WRITTEN INSTRUCTION =
In the entries that follow, identify the line containing "grassland in the photo above." and return it together with all later lines, exactly as they appear.

═══ DATA FOR THE TASK ═══

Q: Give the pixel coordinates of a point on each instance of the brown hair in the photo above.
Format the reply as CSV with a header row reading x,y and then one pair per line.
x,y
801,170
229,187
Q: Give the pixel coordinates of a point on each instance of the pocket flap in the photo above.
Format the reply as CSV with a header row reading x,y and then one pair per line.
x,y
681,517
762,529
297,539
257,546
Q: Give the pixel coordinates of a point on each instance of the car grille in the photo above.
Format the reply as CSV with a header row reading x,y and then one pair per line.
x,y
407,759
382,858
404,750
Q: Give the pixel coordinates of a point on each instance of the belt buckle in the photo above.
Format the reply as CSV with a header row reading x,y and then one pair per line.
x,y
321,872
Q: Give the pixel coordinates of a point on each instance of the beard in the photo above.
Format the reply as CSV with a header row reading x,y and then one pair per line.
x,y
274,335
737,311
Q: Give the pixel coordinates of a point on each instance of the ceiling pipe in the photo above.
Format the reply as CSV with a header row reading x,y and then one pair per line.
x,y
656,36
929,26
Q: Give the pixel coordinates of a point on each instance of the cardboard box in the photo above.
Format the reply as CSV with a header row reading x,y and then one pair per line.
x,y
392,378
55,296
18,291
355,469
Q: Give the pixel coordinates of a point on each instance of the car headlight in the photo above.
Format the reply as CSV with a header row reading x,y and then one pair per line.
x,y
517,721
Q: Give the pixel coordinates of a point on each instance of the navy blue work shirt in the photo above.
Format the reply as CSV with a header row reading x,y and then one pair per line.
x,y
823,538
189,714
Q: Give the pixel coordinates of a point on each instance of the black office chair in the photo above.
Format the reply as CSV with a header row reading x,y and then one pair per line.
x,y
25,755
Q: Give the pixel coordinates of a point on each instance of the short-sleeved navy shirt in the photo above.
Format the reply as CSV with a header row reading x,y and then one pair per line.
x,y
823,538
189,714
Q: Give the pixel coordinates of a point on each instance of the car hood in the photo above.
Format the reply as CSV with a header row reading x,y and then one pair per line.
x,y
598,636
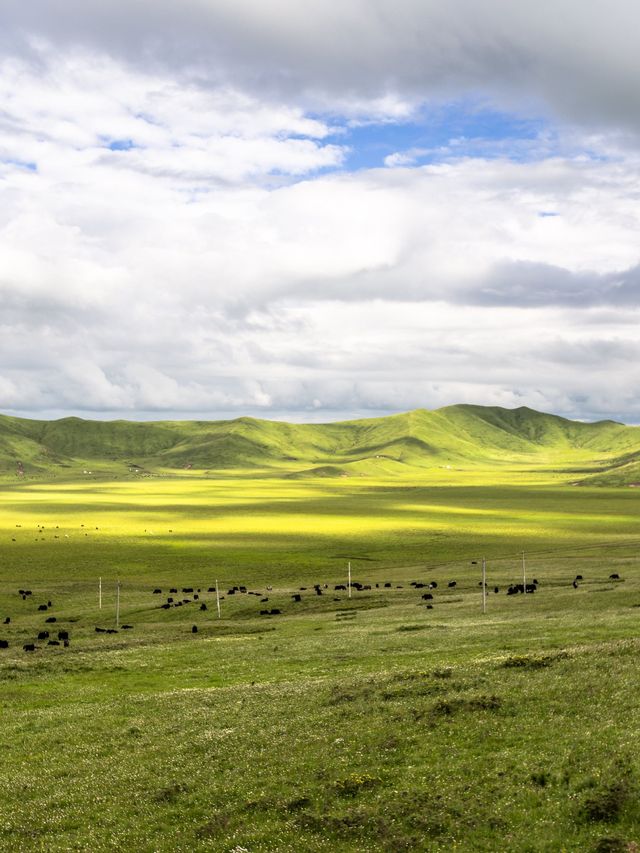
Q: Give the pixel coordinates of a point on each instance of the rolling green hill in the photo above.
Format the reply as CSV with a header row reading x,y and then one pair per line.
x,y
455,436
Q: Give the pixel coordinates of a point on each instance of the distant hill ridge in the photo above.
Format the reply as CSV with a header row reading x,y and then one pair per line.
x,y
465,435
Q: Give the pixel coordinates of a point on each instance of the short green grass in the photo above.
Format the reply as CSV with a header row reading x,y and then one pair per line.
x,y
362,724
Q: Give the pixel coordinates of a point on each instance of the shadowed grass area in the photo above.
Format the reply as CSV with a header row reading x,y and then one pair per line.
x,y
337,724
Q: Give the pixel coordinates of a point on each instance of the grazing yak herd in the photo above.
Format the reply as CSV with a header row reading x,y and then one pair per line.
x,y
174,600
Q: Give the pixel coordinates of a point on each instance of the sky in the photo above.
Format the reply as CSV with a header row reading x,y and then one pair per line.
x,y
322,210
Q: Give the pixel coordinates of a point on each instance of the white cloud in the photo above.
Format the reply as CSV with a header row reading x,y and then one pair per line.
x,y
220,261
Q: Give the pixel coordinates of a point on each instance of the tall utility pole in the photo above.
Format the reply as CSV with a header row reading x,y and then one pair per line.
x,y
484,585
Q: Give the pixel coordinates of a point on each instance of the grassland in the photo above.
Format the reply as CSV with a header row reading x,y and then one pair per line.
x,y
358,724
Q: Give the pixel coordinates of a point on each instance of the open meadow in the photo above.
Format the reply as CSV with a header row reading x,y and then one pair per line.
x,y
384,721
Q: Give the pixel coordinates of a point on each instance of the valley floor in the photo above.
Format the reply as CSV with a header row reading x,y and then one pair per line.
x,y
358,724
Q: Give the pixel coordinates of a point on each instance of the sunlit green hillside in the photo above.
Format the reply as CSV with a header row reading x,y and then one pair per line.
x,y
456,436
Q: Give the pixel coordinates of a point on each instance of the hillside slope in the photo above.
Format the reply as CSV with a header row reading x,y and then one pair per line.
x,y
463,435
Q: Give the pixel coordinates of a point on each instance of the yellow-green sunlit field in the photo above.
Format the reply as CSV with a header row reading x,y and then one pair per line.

═══

RESULT =
Q: Give the pixel coordinates of a point on each instance of the grassland in the photo above.
Format the reply as CSV with a header row reading x,y and then one pair per line.
x,y
358,724
Q: Give the pixel coordinates of a point on each instance of the open meadow in the photo above.
Format the reply as CSV with a header row reading x,y and then one pair per line.
x,y
384,721
Q: Give the pixel coordinates of a point on each instance of the valley floor in the photo above.
Format the reply as CSV with a header row reading x,y and then one pair per line.
x,y
358,724
Q: Give the pixel coordinates of a point on each instance of the sunlit green hillside in the photo above.
Format the reply as CSV with a header row reading x,y and then one pair per line.
x,y
456,436
Q: Give the pixel coordinates of a point on each instance of the hillside slope in the photo above.
Format the reply as CSV with a header row reading x,y and then one pair per line.
x,y
463,435
Q: Give the pixel coordinates of a point on each instance of the yellow-green sunlit field in the photo above.
Format the reply as CSV with a header row reading x,y and then one pair per line.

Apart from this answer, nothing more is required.